## Selected extract
From 56e4b51d48ef2627363a3e9705b00506e4da0919 Mon Sep 17 00:00:00 2001
From: Paul Balanca <paulb@graphcore.ai>
Date: Mon, 17 Jun 2024 12:15:20 +0100
Subject: [PATCH] Improve JAX Scalify main README.md

Additional explanations + proper examples.
---
 README.md            | 112 +++++++++++++++++++++++++++++--------------
 docs/alpha_stable.md |  19 --------
 pyproject.toml       |   4 +-
 3 files changed, 77 insertions(+), 58 deletions(-)
 delete mode 100644 docs/alpha_stable.md

diff --git a/README.md b/README.md
index dff4424..70dcd70 100644
--- a/README.md
+++ b/README.md
@@ -1,76 +1,114 @@
 # JAX Scalify: end-to-end scaled arithmetic
 
-**JAX Scalify** is a thin library implementing numerically stable scaled arithmetics, allowing easy training and inference of
+**JAX Scalify** is a JAX library implementing end-to-end scale propation and scaled arithmetic, allowing easy training and inference of
 deep neural networks in low precision (BF16, FP16, FP8).

## Given instruction
Change "insertions" to "additions" in the patch, giving everything from "Additional explanations +" down to "insertions(+), 58 deletions(-)". The records are separate material, unrelated to the patch.

## Dataset
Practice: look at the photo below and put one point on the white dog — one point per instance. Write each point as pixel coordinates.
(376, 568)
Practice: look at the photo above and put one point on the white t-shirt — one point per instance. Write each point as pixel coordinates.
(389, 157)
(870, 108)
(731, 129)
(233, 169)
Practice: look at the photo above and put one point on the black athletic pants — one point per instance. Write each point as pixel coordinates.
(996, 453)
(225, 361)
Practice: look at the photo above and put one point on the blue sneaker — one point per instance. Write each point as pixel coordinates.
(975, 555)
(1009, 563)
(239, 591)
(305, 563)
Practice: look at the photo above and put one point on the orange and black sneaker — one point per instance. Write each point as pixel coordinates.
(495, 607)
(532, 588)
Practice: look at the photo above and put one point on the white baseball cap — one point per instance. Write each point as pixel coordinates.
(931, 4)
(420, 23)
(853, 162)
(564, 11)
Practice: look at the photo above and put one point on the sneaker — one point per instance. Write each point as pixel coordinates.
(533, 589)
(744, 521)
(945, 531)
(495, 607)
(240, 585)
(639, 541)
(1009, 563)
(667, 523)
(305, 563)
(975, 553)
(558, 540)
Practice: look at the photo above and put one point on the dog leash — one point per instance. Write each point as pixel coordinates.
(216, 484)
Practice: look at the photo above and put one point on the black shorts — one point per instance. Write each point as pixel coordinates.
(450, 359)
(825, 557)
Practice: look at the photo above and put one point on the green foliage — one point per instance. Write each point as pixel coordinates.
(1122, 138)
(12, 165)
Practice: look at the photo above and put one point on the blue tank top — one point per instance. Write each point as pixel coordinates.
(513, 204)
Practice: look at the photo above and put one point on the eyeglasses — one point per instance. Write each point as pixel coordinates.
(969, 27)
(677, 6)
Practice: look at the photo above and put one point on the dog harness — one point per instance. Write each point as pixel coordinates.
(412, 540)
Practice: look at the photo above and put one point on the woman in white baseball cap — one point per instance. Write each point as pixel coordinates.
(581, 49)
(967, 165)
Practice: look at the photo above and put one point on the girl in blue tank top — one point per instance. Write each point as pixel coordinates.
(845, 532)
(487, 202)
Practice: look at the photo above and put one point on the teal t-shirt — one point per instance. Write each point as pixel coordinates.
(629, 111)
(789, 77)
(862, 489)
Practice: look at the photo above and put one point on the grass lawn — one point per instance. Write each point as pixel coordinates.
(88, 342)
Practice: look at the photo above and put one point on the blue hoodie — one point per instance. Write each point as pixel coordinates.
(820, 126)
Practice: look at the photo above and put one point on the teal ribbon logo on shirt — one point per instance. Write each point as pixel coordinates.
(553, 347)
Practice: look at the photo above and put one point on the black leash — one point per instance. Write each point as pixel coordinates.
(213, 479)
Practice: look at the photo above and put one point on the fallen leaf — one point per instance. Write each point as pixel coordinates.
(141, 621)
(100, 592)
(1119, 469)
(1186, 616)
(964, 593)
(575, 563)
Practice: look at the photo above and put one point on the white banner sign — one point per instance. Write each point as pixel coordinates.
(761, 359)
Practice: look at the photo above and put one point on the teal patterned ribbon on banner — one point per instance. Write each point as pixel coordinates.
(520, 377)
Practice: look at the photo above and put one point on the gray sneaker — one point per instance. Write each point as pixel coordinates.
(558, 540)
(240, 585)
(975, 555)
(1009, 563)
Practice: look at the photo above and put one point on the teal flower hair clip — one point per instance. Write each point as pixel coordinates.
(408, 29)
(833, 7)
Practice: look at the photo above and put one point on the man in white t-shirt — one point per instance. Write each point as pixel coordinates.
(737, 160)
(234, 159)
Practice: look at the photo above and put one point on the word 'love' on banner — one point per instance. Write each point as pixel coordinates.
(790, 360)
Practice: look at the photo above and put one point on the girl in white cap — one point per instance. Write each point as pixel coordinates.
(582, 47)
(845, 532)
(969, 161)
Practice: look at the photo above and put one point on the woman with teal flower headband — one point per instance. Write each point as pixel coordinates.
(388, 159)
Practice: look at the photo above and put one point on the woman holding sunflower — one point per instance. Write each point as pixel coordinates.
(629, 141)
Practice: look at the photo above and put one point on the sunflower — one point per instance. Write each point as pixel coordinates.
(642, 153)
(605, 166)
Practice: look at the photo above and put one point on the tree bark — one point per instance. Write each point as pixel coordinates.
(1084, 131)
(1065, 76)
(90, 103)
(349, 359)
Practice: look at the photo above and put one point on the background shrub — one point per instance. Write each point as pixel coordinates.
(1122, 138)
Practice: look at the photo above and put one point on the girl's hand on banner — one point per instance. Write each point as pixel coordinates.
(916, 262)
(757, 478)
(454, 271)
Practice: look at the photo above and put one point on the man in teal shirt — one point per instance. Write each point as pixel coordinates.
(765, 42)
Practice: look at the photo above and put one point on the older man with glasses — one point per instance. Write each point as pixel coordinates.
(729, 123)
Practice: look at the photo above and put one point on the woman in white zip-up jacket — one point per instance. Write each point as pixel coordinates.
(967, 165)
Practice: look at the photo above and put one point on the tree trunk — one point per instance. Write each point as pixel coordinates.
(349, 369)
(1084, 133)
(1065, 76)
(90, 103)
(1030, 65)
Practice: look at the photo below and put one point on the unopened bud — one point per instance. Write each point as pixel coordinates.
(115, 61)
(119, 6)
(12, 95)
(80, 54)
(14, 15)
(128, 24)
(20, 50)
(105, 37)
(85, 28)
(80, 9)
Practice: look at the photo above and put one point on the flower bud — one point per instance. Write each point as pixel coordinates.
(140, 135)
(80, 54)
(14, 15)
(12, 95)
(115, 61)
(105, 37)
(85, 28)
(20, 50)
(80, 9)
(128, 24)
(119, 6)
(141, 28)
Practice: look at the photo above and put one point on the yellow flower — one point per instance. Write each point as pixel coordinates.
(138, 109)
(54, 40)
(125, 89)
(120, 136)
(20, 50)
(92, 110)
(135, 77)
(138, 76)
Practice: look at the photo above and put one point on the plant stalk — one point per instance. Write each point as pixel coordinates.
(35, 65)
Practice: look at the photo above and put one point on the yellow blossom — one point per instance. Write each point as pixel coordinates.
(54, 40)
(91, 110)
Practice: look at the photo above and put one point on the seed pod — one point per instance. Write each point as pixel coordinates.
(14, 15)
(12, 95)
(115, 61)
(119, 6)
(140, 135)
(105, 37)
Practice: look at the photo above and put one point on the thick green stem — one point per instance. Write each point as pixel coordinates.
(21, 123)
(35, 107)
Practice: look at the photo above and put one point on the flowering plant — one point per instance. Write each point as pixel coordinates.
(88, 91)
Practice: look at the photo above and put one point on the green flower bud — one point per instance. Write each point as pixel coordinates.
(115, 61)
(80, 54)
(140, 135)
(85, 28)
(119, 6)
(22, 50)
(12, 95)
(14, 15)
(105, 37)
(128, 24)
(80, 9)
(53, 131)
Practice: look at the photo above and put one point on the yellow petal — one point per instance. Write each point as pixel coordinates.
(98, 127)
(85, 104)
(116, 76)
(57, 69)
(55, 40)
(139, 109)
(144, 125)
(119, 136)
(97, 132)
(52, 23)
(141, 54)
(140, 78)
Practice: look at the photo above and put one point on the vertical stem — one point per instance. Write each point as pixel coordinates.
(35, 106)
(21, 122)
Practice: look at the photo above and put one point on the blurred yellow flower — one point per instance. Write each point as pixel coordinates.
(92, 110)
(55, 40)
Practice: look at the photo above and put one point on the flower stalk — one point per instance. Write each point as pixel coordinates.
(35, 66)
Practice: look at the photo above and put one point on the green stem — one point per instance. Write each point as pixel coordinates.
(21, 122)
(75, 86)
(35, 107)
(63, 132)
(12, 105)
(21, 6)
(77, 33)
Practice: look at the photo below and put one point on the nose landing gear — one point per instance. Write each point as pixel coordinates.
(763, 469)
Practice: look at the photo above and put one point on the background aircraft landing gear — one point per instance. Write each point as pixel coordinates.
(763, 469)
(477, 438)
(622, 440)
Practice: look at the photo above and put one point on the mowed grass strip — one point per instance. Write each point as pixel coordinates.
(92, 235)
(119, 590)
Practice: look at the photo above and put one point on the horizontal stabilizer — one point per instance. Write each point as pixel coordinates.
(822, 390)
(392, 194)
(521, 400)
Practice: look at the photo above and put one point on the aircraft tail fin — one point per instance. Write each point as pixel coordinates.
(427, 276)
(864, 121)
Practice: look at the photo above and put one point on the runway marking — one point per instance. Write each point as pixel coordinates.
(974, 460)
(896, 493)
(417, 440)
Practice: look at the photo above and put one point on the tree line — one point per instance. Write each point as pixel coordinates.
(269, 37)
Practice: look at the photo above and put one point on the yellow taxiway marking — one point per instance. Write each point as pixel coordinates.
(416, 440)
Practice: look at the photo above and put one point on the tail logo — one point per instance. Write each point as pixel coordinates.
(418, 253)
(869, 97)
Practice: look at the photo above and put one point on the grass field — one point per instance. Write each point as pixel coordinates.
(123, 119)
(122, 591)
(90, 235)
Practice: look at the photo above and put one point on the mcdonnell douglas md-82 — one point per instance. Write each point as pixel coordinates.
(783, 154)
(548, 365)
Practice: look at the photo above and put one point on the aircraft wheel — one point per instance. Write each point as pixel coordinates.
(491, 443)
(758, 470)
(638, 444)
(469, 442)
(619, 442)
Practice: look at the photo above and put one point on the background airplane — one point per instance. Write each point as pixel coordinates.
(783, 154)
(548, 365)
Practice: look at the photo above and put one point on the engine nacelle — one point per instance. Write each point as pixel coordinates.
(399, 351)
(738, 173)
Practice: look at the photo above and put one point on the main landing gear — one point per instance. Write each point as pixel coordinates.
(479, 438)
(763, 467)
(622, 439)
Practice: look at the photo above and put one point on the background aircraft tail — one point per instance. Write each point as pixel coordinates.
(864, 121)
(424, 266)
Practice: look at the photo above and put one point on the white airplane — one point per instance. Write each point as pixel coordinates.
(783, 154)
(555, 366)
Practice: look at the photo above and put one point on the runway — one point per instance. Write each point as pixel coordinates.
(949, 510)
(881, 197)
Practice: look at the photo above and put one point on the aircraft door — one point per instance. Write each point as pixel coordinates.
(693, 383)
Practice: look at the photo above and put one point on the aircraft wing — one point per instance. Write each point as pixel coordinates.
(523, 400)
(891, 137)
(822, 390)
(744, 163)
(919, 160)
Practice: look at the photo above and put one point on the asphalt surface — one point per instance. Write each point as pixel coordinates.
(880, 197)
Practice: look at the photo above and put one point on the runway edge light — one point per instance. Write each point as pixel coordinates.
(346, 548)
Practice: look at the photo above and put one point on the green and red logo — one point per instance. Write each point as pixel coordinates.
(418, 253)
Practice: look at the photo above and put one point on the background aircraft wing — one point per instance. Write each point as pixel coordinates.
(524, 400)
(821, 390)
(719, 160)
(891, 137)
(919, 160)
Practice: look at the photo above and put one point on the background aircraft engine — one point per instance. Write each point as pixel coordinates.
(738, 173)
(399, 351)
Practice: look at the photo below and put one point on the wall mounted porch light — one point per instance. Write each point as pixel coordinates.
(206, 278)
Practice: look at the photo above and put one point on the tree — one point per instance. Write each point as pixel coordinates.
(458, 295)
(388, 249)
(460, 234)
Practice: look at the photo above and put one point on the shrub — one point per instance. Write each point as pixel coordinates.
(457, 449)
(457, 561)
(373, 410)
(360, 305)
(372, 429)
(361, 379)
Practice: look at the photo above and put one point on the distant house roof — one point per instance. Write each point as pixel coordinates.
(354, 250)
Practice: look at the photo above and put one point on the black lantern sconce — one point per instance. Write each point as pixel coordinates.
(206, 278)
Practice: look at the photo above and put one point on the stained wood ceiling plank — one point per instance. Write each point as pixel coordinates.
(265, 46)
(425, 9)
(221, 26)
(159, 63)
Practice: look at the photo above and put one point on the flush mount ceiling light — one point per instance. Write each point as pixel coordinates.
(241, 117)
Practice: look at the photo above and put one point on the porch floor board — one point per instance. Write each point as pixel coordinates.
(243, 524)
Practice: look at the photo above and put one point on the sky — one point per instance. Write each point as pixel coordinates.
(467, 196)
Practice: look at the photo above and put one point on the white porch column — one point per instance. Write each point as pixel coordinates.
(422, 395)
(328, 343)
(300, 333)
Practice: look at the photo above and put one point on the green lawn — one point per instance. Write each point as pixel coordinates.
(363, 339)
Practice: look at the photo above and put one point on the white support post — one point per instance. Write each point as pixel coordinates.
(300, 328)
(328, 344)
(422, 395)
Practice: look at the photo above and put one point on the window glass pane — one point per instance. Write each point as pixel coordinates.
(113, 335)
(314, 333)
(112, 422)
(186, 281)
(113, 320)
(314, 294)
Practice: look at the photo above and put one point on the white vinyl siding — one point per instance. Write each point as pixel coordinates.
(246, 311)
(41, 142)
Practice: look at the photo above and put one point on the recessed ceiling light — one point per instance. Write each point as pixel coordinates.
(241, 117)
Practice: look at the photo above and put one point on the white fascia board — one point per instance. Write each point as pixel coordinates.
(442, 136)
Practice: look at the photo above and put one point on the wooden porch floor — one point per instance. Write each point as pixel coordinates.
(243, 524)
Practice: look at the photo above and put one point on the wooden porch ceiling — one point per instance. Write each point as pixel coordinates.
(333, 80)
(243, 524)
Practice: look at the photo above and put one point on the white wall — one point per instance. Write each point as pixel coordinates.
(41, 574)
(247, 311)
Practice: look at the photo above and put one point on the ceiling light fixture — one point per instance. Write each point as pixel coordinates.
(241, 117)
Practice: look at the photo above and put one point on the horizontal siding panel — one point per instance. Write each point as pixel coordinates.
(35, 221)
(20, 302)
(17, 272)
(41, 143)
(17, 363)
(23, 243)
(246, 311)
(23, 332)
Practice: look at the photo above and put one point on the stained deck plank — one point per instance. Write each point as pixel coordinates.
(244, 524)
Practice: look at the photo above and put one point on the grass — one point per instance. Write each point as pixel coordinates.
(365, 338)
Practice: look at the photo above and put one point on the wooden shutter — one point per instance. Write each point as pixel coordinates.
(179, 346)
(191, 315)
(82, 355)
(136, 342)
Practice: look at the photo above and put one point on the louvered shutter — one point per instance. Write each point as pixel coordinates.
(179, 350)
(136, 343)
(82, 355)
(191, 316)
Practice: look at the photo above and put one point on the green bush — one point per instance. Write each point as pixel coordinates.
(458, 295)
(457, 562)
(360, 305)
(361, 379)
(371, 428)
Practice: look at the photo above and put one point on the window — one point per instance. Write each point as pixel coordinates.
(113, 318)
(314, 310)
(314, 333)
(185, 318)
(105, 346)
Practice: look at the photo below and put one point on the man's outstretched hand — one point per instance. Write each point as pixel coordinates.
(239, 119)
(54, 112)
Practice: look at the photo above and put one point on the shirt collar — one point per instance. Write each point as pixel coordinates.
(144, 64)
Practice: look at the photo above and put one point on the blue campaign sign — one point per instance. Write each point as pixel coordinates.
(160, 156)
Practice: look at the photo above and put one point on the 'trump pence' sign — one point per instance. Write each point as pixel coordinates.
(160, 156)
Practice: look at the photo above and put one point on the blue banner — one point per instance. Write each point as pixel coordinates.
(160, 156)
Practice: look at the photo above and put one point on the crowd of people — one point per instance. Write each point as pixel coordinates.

## Solution for this exercise
Additional explanations + proper examples.
---
 README.md            | 112 +++++++++++++++++++++++++++++--------------
 docs/alpha_stable.md |  19 --------
 pyproject.toml       |   4 +-
 3 files changed, 77 additions(+), 58 deletions(-)